** START PROVIDED TEXT **
Tuesday, June 12th

ONE LORD ABOVE, DEVIL BELOW
Hillsong Church pops up on Sunday at the Dominion Theatre. Shame that Bat out of Hell is the musical in residence…

5-church

TWO DID YOU KNOW THAT THERE’S A RAMONES MUSEUM IN BERLIN?
“Flo Hayler is a Ramones fan. In 1990, he goes to his first concert, and becomes a devotee of the punk rock band, this gig marking the beginning of a lifelong passion. Starting with posters, he hoards T-Shirts and all possible memorabilia. To the annoyance of his girlfriend, his collection grows proportionally to fill his small Berlin flat. And indeed, Hayler collects so much Ramones memorabilia that he now has enough to fill a museum. In 2005, he opened the first Ramones Museum in Berlin, and the world. Head to Kreuzberg to admire 500+ items from the Ramones’ history. A café with snacks, coffee and, of course, beer completes the punk picture. Explore exhibition spaces decorated like packed living rooms. Photos, information and history pour out of display cases and cover the walls.” Oh, and the museum offers life-time tickets to loyal guests.
** END PROVIDED TEXT **
** START DATA LINES **
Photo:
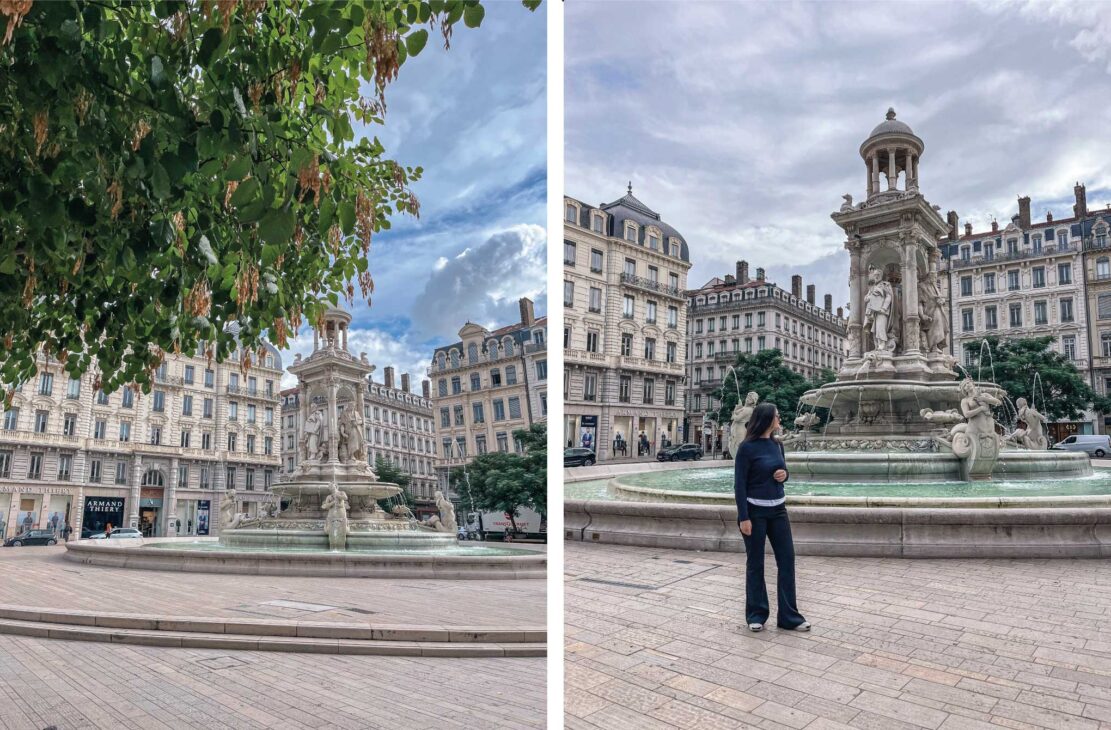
** END DATA LINES **
→ **SET PROBLEM 1**
Answer from the June 12th post:
(a) At which theater does Hillsong Church pop up on Sunday?
(b) In what year did Flo Hayler open the Ramones Museum?
(c) How many items from the Ramones' history can visitors admire there?
→ **SET PROBLEM 2**
Translate this sentence from the June 12th post into Spanish: "A café with snacks, coffee and, of course, beer completes the punk picture."
→ **SET PROBLEM 3**
Carry on the June 12th post about Hillsong Church and the Ramones Museum, starting after its last sentence.
The material isn't needed for any of this.

→ **WRITTEN ANSWER 1**
(a) The Dominion Theatre
(b) 2005
(c) 500+ items

→ **WRITTEN ANSWER 2**
Una cafetería con tentempiés, café y, por supuesto, cerveza completa el cuadro punk.

→ **WRITTEN ANSWER 3**
THREE PIANIST AND COMPOSER LIAM NOBLE…
…has a blog, Brother Face (brilliantly subtitled, Jazz musician gets tangled in words) which is always thought-provoking and enlightening. This is from his most recent post, on Ava DuVernay’s 2008 film, This Is The Life, a documentary which “chronicles the alternative hip hop movement that flourished in 1990s Los Angeles and its legendary center, the Good Life Cafe” according to Wikipedia.

“The thing I love most about the cinema is coming out afterwards, the feeling of moving from that enclosed space to the open world, the dislocation that confirms that something has changed. I haven’t spoken for five hours, but in my brain there’s a head-spinning avalanche all the way home, I’m trying to remember everything that I saw and heard, it came in such a rush, all the names of the MCs and crews, where was the club, was it LA, (I’ll check when I get home), I’ll buy all the records, and I’ll look for the lyrics so I can start again and piece it all together slowly at my own remedial pace. I’m lost. I feel like a beginner, like an idiot somehow and, as a musician, that’s the feeling I’m always looking for. It’s the best feeling in the world.”

And from the previous post, on songs from West Side Story, “Chord sequences stand up like a table, and if you want to build one with three legs you’d better know where to put them.” If Liam was American, he’d be published by The New Yorker.

FOUR A DIFFERENT LIAM AT THE PIANO AT THE LADY MILDMAY, NEWINGTON GREEN

5-pianostandNow that’s what you want to see on your pianist’s iPad. Especially when it follows Billy Taylor’s “I Wish I Knew How it Would Feel to be Free”.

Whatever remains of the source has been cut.